### Work to be completed
Count the lines in the data below that contain the string "tail", treating uppercase and lowercase letters as different, and reply with only that number.

### Source data

-=-=-=-=-

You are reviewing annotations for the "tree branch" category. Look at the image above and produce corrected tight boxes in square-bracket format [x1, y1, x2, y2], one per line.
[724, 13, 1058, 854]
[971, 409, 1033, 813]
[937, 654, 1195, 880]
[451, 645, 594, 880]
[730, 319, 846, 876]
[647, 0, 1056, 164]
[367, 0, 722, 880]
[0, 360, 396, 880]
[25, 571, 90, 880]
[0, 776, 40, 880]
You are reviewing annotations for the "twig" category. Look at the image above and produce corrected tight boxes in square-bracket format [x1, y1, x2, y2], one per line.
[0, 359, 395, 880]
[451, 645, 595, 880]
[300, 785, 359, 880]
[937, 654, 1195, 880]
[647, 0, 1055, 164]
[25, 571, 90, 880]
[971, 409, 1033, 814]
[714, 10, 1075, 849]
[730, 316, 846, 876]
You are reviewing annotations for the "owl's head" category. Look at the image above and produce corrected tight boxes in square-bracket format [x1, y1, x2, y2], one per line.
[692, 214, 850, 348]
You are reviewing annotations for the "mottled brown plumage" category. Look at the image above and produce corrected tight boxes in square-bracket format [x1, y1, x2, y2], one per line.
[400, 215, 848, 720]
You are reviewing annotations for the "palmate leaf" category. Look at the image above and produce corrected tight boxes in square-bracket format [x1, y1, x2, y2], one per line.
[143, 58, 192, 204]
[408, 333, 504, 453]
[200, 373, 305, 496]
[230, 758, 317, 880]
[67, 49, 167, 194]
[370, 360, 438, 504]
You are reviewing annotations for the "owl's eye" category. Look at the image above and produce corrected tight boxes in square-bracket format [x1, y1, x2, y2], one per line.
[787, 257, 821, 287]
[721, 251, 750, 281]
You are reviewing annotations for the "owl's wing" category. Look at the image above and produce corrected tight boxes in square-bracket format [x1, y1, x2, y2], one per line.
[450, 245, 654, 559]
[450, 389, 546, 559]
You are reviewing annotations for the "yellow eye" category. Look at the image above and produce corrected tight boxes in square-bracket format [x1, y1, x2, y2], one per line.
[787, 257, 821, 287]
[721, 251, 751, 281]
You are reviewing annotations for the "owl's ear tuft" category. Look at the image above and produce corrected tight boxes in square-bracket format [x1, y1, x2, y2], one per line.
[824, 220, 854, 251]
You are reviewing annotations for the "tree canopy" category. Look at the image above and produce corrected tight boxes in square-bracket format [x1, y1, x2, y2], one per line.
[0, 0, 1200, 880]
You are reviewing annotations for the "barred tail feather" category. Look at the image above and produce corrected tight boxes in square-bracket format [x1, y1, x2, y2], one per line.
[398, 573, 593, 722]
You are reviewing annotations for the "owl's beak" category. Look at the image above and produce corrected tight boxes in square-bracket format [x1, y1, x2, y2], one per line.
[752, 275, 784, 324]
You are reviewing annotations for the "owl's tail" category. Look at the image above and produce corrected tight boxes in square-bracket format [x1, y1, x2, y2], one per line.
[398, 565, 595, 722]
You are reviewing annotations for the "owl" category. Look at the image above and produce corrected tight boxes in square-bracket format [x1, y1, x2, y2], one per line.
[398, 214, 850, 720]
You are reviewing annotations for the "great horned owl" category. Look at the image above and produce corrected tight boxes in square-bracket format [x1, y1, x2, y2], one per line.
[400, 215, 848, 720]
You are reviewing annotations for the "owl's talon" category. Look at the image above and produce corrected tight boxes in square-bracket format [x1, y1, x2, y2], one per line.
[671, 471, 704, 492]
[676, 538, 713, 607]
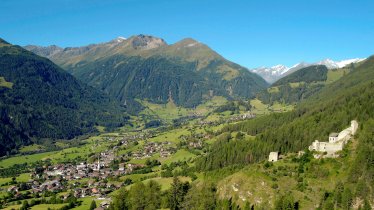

-=-=-=-=-

### Task result
2